__EXERCISE DESCRIPTION__
Format the stretch of the items below from the line containing "Confirm that each instance of the hat" through the line containing "[[198, 251]]", both lines included, as a JSON list of strings with one string per line and blank lines left out.

__MATERIAL SUPPLIED__
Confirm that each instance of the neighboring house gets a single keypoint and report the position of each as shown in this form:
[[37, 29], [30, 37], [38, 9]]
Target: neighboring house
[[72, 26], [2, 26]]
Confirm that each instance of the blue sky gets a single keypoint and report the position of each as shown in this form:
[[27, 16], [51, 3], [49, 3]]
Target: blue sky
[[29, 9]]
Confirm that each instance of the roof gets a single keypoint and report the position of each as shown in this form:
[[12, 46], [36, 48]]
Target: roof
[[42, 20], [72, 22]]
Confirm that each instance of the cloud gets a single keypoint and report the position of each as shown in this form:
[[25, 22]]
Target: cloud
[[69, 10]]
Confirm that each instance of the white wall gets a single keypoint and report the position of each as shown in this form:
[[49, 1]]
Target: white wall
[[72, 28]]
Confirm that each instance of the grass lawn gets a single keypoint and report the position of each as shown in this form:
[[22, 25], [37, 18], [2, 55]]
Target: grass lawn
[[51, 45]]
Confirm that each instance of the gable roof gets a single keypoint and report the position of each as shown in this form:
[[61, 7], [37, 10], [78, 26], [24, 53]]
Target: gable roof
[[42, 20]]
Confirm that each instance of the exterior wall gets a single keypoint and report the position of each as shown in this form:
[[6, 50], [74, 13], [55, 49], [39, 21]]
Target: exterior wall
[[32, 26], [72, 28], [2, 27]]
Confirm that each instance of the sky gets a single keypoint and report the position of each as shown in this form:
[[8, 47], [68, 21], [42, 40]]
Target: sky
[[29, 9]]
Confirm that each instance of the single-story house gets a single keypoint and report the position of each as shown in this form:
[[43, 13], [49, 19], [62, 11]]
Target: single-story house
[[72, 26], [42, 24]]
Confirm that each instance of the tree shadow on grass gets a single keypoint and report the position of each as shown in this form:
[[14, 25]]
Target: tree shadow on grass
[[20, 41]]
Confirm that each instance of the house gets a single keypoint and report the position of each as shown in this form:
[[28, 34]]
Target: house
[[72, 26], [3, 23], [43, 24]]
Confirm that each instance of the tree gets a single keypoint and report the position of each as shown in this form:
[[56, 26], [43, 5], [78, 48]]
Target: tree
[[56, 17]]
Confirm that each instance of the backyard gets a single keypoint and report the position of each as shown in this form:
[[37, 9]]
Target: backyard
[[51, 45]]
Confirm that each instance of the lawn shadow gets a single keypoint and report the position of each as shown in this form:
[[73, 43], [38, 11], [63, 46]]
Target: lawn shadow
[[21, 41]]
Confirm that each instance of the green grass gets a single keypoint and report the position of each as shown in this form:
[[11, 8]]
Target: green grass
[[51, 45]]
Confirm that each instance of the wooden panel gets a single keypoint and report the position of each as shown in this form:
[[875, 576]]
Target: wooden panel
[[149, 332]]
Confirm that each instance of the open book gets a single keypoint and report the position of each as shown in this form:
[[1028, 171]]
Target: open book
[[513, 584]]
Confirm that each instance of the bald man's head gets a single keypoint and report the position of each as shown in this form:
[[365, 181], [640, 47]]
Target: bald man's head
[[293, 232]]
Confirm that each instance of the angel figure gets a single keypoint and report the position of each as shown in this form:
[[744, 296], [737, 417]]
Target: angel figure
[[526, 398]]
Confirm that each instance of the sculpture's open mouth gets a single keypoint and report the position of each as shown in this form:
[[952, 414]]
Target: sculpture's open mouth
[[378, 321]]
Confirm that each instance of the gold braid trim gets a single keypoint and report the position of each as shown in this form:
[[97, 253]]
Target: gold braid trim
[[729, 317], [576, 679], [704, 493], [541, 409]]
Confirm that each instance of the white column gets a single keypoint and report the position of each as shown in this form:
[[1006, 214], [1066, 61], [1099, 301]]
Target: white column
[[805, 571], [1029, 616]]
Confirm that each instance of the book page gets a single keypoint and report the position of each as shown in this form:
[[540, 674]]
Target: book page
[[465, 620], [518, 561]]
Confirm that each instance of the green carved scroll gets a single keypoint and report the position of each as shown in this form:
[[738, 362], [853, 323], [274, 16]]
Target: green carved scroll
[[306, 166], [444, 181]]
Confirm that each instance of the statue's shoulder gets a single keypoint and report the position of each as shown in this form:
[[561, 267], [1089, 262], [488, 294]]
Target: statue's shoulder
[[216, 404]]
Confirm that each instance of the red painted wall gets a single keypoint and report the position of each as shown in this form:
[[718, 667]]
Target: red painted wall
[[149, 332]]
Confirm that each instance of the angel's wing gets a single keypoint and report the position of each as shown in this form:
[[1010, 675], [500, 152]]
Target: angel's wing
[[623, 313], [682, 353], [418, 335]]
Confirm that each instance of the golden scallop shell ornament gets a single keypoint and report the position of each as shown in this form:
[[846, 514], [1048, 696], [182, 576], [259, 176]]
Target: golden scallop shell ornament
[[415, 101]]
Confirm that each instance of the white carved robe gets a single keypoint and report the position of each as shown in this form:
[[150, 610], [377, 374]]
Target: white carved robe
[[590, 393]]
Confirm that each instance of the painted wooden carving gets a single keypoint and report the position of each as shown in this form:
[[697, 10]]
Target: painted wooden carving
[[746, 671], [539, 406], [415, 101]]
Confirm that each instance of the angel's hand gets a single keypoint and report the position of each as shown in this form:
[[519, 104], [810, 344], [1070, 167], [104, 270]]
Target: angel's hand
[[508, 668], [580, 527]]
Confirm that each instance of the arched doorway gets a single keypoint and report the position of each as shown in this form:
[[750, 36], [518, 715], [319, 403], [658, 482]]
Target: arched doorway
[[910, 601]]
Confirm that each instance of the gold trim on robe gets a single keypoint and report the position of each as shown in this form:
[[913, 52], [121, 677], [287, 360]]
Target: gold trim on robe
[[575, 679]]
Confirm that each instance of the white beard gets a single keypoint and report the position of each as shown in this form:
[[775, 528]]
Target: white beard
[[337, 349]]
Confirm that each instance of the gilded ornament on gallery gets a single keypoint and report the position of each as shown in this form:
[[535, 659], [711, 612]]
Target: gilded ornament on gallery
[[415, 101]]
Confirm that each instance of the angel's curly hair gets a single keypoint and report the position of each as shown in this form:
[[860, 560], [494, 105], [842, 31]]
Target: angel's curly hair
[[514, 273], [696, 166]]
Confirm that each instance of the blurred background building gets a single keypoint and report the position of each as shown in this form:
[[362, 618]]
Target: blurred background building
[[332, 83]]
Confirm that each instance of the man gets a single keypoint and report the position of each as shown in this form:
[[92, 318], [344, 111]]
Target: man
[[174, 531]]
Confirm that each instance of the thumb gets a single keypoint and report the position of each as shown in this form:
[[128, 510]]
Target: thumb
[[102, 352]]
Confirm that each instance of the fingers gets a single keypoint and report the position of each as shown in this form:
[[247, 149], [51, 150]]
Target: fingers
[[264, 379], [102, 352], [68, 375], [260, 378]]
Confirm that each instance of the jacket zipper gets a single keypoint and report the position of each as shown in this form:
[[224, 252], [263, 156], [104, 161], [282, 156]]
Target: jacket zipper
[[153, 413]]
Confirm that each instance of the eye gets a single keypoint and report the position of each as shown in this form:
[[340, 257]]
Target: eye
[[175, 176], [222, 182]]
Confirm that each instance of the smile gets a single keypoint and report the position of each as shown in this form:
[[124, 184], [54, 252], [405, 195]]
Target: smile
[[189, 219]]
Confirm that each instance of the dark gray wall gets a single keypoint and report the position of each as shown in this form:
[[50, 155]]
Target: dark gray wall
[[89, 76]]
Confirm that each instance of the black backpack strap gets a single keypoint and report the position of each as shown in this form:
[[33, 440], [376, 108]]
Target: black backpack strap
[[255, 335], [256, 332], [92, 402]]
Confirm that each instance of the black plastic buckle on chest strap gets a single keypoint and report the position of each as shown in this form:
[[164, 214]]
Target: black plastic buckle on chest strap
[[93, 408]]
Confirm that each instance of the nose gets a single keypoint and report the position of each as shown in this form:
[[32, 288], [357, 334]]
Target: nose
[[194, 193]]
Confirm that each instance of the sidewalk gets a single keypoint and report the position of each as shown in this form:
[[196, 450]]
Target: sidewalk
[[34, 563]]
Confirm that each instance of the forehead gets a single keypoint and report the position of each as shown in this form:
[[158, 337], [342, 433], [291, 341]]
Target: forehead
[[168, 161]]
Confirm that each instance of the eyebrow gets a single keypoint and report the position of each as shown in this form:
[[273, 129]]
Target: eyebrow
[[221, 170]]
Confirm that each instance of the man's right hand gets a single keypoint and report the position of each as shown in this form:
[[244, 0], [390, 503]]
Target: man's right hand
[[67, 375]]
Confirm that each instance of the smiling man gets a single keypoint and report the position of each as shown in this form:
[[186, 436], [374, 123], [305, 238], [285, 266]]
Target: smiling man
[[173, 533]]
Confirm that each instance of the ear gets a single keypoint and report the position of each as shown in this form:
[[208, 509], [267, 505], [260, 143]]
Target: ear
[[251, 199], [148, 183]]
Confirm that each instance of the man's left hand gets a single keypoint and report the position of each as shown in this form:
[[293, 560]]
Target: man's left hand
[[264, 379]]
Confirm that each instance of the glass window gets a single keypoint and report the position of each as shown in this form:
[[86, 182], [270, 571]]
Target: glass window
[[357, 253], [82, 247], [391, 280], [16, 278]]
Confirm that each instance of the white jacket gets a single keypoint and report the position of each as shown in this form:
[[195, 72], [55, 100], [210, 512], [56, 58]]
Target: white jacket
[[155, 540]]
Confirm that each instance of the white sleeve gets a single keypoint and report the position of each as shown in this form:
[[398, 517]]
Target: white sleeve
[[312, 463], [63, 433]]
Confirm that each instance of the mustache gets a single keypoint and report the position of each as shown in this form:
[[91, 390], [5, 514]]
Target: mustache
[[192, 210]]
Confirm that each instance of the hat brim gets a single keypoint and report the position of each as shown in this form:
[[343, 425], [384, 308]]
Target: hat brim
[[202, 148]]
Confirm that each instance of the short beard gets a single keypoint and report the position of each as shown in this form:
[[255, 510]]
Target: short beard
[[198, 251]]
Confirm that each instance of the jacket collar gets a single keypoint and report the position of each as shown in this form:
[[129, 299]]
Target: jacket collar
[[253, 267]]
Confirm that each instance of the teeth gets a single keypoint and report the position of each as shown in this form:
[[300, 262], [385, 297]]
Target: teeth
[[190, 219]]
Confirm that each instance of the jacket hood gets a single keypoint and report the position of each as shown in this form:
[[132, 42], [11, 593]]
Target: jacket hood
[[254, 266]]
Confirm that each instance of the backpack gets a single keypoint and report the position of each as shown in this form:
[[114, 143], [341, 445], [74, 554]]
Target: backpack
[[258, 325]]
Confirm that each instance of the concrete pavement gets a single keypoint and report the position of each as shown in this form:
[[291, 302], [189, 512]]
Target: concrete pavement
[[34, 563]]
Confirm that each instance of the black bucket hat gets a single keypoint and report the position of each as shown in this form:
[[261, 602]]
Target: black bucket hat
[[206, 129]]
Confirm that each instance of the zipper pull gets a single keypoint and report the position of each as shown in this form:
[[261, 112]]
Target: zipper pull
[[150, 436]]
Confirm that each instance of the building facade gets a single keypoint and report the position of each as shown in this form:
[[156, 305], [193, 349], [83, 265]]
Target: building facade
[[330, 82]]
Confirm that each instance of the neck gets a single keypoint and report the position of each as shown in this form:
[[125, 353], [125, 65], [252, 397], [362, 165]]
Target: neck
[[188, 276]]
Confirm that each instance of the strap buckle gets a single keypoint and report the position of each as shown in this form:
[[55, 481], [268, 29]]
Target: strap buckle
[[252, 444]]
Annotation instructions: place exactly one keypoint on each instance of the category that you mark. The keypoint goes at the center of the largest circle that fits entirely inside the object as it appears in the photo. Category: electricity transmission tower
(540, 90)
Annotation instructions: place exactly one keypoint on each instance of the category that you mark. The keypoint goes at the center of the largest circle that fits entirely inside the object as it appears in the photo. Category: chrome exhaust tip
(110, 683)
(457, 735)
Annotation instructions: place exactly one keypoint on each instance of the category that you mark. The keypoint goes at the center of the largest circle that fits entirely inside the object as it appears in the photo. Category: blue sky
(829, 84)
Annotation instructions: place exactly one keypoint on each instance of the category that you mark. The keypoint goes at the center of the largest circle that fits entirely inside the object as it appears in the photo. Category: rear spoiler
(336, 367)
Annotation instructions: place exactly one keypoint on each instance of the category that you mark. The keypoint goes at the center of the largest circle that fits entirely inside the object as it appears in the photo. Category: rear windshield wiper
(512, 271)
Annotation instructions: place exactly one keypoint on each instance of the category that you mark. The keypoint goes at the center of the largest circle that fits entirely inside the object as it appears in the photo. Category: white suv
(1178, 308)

__SOLUTION FOR THIS TASK__
[
  "Confirm that each instance of the hat brim gets a single keypoint and report the position of each as shown in this form:",
  "[[343, 425], [384, 308]]",
  "Target: hat brim",
  "[[202, 148]]",
  "Confirm that each instance of the short beard gets a single keypoint and report the position of each as shown in this form:",
  "[[255, 510]]",
  "Target: short beard",
  "[[198, 251]]"
]